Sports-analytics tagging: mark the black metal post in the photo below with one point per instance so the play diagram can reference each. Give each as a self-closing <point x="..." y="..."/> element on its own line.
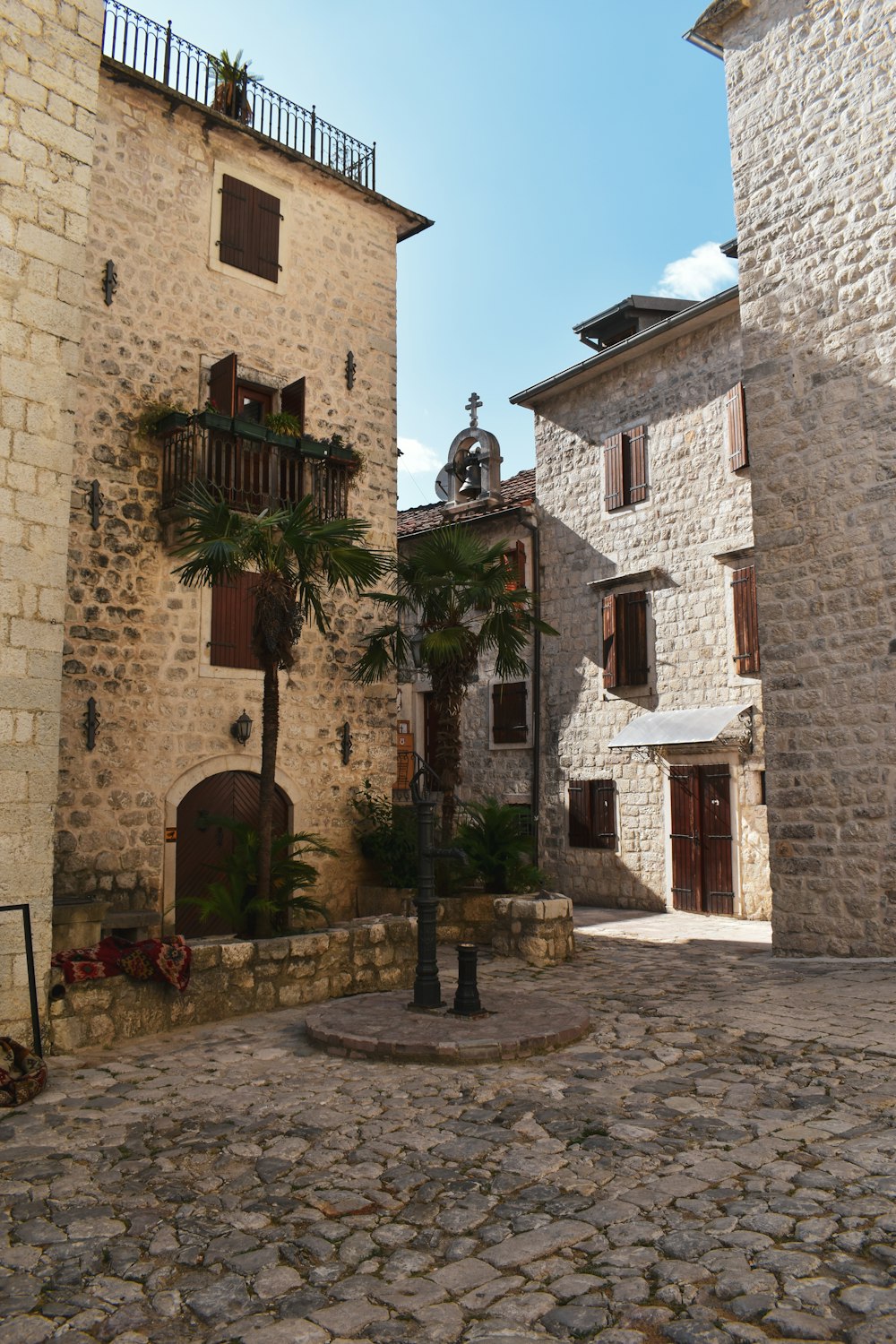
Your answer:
<point x="32" y="980"/>
<point x="427" y="989"/>
<point x="466" y="1000"/>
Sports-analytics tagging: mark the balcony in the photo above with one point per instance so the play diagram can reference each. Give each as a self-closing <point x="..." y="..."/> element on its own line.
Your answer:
<point x="252" y="467"/>
<point x="151" y="48"/>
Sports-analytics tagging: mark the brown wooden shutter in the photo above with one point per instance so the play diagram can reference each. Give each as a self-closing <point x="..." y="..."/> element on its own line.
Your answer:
<point x="632" y="639"/>
<point x="237" y="204"/>
<point x="685" y="838"/>
<point x="635" y="459"/>
<point x="579" y="814"/>
<point x="265" y="237"/>
<point x="743" y="586"/>
<point x="613" y="486"/>
<point x="508" y="711"/>
<point x="608" y="640"/>
<point x="233" y="609"/>
<point x="222" y="384"/>
<point x="603" y="814"/>
<point x="292" y="400"/>
<point x="737" y="424"/>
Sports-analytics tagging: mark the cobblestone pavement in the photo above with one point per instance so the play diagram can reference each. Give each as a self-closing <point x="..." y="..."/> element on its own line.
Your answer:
<point x="716" y="1163"/>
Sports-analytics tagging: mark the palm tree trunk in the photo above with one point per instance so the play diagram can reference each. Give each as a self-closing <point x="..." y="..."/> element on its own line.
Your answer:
<point x="271" y="733"/>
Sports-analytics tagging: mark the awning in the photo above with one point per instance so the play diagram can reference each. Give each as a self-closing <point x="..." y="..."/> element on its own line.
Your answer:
<point x="677" y="726"/>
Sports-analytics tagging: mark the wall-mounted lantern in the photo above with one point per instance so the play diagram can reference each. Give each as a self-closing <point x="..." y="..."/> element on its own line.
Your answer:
<point x="242" y="728"/>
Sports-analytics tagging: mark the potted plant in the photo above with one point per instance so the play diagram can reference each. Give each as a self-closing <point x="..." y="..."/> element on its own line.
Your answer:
<point x="234" y="895"/>
<point x="231" y="78"/>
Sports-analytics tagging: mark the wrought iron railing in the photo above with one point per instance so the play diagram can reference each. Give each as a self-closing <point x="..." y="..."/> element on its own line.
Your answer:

== EXERCISE DETAILS ==
Arrange every line of the data above as a numbered list, omitting blank lines and leaving out the pictures.

== SOLUTION TO THE EXERCISE ==
1. Sports-analytics tagging: mark the black metal post in the photo below with one point per instance so the play diagram can reference each. Give each as a self-closing <point x="..." y="..."/> element on its own line.
2. Your answer:
3. <point x="32" y="980"/>
4. <point x="427" y="989"/>
5. <point x="466" y="1000"/>
6. Sports-analytics tagging: mark the balcony in the photo above with one point per instance so the play diagram can reference each. Give each as a self-closing <point x="..." y="..."/> element on its own line.
7. Your answer:
8. <point x="252" y="467"/>
9. <point x="151" y="48"/>
10. Sports-analytics tagging: mark the brown wooden shutter in the photo above with one point per instance so the play diagram can reference each. Give each as a self-closing <point x="..." y="..."/> element on its own line.
11. Your answer:
12. <point x="632" y="639"/>
13. <point x="237" y="204"/>
14. <point x="685" y="838"/>
15. <point x="635" y="459"/>
16. <point x="579" y="814"/>
17. <point x="265" y="237"/>
18. <point x="743" y="586"/>
19. <point x="613" y="486"/>
20. <point x="508" y="711"/>
21. <point x="608" y="640"/>
22. <point x="233" y="609"/>
23. <point x="222" y="384"/>
24. <point x="603" y="814"/>
25. <point x="292" y="400"/>
26. <point x="737" y="424"/>
27. Sports-analytics tagging: mark the cobblestone pavement in the photo above with one point per instance so the play diagram can reference each. Give each as a self-closing <point x="..." y="..."/> element on its own line.
28. Your answer:
29. <point x="716" y="1163"/>
30. Sports-analytics tagging: mark the palm tree trunk in the photo above with one point per instance so the play diagram can reference each. Give each as a self-closing <point x="..." y="..."/> element on its own line.
31. Your answer:
32. <point x="271" y="733"/>
33. Sports-analytics tagging: mark the awning in the photo above with one point per instance so the play diagram can reference each. Give each as a self-closing <point x="..." y="..."/> element on its own line.
34. Your answer:
35. <point x="677" y="726"/>
36. Sports-analytics tagging: mark the wall-mounted lantern in the photo above with one point per instance so the play diagram can reference each. Give each as a self-closing <point x="..." y="..."/> element on its own line.
37. Your answer:
38. <point x="242" y="728"/>
39. Sports-analytics tagging: mark the potted plant in the photo above with one point per instance so the play diagram can reference each. Give each as a self-closing <point x="..." y="..."/> element on its own line.
40. Your answer:
41. <point x="234" y="895"/>
42. <point x="231" y="78"/>
43. Sports-analytics tagging: mark the wrought iron railing in the photo above with one point per instance so the play diagram can reference each. Give each as a self-closing <point x="..." y="..."/> element on its own line.
44. Your answer:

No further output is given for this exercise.